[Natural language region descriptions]
------------------------------------------------------------------------

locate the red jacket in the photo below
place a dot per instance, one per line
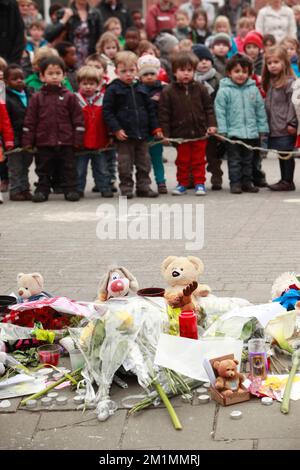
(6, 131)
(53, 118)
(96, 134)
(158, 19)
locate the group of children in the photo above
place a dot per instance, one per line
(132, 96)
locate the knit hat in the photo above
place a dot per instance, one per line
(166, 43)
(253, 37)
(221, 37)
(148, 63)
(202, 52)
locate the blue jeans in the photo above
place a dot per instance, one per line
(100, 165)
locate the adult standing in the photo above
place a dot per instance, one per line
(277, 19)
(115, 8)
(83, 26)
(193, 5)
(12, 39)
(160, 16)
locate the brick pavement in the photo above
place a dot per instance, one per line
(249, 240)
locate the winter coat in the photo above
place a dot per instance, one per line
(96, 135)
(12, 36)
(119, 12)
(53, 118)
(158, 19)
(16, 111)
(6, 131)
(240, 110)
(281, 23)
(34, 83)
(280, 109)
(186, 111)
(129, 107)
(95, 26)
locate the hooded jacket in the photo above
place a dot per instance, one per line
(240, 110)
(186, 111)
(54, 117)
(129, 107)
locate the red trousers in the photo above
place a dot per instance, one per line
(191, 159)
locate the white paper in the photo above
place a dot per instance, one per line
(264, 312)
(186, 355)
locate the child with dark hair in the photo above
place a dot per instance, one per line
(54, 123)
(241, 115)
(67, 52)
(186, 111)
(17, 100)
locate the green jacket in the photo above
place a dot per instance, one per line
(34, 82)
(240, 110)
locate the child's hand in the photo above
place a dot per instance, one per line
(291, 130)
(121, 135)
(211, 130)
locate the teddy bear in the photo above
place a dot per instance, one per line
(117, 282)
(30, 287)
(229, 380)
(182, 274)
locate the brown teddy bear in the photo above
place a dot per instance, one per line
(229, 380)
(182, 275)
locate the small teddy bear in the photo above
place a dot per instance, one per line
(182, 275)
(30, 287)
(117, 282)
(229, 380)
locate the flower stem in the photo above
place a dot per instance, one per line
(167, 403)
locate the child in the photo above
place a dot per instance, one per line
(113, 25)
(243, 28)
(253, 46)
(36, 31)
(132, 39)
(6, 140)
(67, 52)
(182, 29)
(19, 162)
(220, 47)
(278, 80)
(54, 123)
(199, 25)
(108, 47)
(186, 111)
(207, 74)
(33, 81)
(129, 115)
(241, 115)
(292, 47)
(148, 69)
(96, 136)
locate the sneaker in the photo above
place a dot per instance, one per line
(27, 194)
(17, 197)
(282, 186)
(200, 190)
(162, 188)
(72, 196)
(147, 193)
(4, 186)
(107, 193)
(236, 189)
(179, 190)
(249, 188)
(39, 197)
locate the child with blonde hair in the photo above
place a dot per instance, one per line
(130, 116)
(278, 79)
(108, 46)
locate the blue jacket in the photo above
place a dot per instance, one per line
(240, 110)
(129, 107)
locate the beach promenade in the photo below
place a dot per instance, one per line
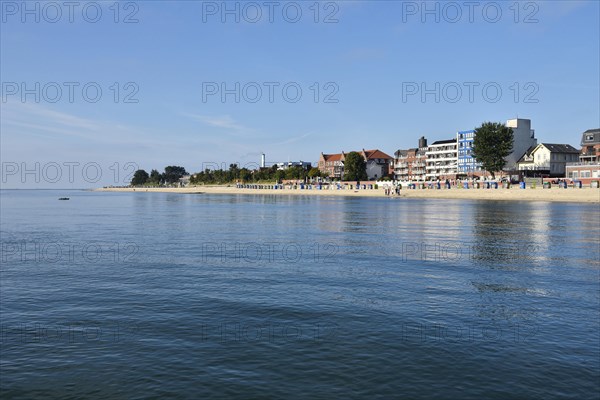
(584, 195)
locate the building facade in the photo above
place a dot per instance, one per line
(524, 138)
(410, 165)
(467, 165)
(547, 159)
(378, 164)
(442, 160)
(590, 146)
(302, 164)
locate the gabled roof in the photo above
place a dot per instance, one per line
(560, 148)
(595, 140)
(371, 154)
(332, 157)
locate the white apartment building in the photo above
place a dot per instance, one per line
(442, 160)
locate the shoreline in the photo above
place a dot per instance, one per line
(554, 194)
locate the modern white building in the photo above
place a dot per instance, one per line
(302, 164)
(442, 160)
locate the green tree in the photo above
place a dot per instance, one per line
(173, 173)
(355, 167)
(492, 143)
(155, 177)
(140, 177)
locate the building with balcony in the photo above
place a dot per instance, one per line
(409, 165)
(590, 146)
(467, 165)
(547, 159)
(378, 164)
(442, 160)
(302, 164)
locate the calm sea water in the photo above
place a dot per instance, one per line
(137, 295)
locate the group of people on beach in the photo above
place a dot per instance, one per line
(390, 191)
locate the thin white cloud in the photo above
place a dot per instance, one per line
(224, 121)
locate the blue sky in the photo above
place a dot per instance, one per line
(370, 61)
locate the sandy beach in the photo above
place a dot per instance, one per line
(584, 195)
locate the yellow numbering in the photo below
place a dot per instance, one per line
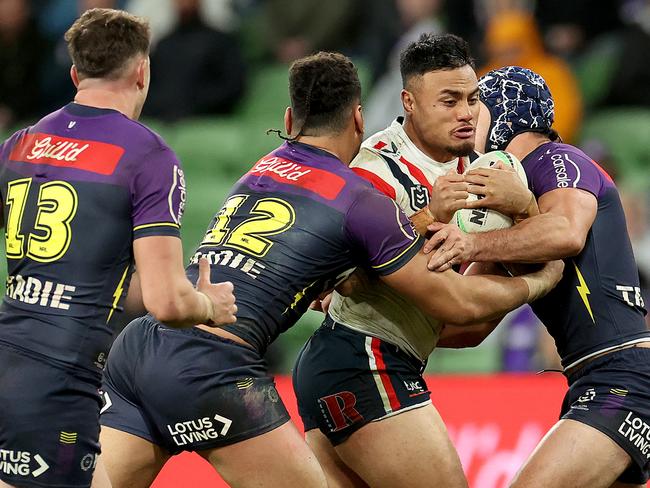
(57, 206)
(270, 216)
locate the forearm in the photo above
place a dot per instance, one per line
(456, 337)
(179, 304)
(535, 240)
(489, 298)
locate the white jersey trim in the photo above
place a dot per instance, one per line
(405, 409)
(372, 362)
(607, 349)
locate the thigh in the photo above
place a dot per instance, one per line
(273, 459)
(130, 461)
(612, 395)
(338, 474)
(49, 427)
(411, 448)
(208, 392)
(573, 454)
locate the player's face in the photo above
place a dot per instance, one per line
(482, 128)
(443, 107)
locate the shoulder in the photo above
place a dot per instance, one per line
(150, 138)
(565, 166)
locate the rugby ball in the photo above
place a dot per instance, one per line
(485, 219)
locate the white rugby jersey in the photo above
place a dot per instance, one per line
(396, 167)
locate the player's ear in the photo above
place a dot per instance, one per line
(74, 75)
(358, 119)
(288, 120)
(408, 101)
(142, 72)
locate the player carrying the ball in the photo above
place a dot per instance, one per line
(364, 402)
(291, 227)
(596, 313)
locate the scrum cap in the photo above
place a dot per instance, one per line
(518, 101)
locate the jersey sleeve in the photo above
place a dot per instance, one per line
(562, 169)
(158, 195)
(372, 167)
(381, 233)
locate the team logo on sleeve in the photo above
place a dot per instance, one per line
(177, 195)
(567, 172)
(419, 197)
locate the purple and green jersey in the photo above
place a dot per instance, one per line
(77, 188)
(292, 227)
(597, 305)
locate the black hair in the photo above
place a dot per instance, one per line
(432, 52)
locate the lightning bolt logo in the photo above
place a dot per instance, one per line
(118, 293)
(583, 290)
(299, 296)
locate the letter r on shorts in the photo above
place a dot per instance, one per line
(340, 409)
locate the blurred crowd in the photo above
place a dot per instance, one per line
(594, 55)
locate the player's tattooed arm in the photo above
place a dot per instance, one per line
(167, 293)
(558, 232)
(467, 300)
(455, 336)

------------------------------------------------------------------------

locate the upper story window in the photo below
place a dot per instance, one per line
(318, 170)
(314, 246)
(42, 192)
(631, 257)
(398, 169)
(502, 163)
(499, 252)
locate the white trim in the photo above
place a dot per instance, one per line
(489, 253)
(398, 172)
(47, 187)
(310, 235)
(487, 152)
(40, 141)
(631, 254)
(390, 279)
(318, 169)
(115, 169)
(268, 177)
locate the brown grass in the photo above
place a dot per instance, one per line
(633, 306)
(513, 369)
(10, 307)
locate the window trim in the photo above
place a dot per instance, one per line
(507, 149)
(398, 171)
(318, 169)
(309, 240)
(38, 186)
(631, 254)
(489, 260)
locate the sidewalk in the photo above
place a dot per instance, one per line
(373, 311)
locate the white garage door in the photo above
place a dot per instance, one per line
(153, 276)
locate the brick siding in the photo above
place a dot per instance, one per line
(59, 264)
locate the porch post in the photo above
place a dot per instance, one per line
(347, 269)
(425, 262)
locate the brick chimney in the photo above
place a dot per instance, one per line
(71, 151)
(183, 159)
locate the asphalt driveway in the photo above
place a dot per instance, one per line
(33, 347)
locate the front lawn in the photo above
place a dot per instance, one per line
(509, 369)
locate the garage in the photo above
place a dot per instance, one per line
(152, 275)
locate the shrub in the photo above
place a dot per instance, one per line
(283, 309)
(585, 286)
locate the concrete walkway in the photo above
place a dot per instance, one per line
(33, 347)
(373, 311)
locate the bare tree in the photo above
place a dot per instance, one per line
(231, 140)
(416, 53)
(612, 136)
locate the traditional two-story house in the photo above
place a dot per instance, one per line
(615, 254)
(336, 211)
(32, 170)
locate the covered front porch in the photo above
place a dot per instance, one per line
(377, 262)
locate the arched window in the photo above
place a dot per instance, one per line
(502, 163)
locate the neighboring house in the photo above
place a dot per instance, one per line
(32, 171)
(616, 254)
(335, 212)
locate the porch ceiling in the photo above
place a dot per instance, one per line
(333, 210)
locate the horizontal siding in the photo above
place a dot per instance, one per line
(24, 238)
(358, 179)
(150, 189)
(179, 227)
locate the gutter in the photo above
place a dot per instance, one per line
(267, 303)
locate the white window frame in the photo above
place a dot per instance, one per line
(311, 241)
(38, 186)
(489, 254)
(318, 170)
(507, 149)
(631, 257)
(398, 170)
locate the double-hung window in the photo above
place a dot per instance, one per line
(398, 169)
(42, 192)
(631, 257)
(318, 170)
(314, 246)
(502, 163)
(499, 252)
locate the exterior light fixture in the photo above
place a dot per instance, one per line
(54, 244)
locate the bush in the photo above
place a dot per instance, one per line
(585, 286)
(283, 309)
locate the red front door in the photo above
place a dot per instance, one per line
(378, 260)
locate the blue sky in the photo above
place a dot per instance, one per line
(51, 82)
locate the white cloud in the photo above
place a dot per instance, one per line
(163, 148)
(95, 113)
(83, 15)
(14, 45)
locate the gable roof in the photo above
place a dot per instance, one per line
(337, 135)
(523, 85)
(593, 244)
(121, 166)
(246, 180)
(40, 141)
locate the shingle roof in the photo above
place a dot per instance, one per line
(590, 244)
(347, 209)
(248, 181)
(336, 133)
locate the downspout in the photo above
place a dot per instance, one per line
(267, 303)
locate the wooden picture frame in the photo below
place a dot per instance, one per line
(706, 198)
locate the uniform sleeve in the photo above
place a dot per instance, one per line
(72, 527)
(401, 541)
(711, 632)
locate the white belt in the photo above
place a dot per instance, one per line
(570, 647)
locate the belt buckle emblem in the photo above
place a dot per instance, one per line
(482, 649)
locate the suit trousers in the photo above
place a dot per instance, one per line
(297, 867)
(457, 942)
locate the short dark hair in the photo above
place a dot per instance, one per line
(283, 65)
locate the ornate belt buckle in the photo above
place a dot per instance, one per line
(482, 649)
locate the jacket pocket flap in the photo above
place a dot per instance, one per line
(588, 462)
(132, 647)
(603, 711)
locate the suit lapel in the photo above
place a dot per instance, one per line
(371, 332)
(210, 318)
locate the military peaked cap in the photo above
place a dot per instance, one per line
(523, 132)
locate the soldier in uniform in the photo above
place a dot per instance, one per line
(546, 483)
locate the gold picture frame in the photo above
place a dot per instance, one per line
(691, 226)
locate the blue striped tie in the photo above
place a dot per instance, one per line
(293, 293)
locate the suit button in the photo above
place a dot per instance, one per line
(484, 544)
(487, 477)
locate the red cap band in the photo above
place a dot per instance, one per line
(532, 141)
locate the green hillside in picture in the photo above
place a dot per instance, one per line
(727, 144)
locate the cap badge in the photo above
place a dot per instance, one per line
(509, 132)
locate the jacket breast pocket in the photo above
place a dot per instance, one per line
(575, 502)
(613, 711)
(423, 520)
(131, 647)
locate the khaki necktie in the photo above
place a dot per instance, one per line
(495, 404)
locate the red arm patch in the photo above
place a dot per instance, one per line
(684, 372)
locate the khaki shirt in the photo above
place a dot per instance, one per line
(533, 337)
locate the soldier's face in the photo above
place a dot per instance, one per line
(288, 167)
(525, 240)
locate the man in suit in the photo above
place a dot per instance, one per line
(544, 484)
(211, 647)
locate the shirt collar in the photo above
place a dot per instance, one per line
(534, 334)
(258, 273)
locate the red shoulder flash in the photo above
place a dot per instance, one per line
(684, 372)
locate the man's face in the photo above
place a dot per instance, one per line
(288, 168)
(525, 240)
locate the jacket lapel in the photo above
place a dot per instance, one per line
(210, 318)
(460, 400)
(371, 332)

------------------------------------------------------------------------

▸ TASK PROMPT: Print an exact copy of the lines above, from the one containing "locate the red jacket in the photo below" through the one containing "locate the winter coat in the photo above", and leave out the pictures.

▸ EXERCISE RESPONSE:
locate the red jacket in the photo below
place a dot per instance, one per line
(6, 131)
(53, 118)
(96, 134)
(158, 19)
locate the group of children in the photo above
place a dot per instance, one per line
(132, 96)
locate the knit hat in the photo above
place a dot per instance, one per line
(166, 43)
(253, 37)
(221, 37)
(148, 63)
(202, 52)
locate the blue jeans in the photo above
place a dot per instance, one per line
(100, 165)
locate the adult standing in the photo above
place a dot per instance, one per line
(277, 19)
(115, 8)
(83, 26)
(193, 5)
(12, 39)
(160, 16)
locate the brick pavement in the photo above
place a dot per instance, one per line
(249, 240)
locate the winter coat in the photo above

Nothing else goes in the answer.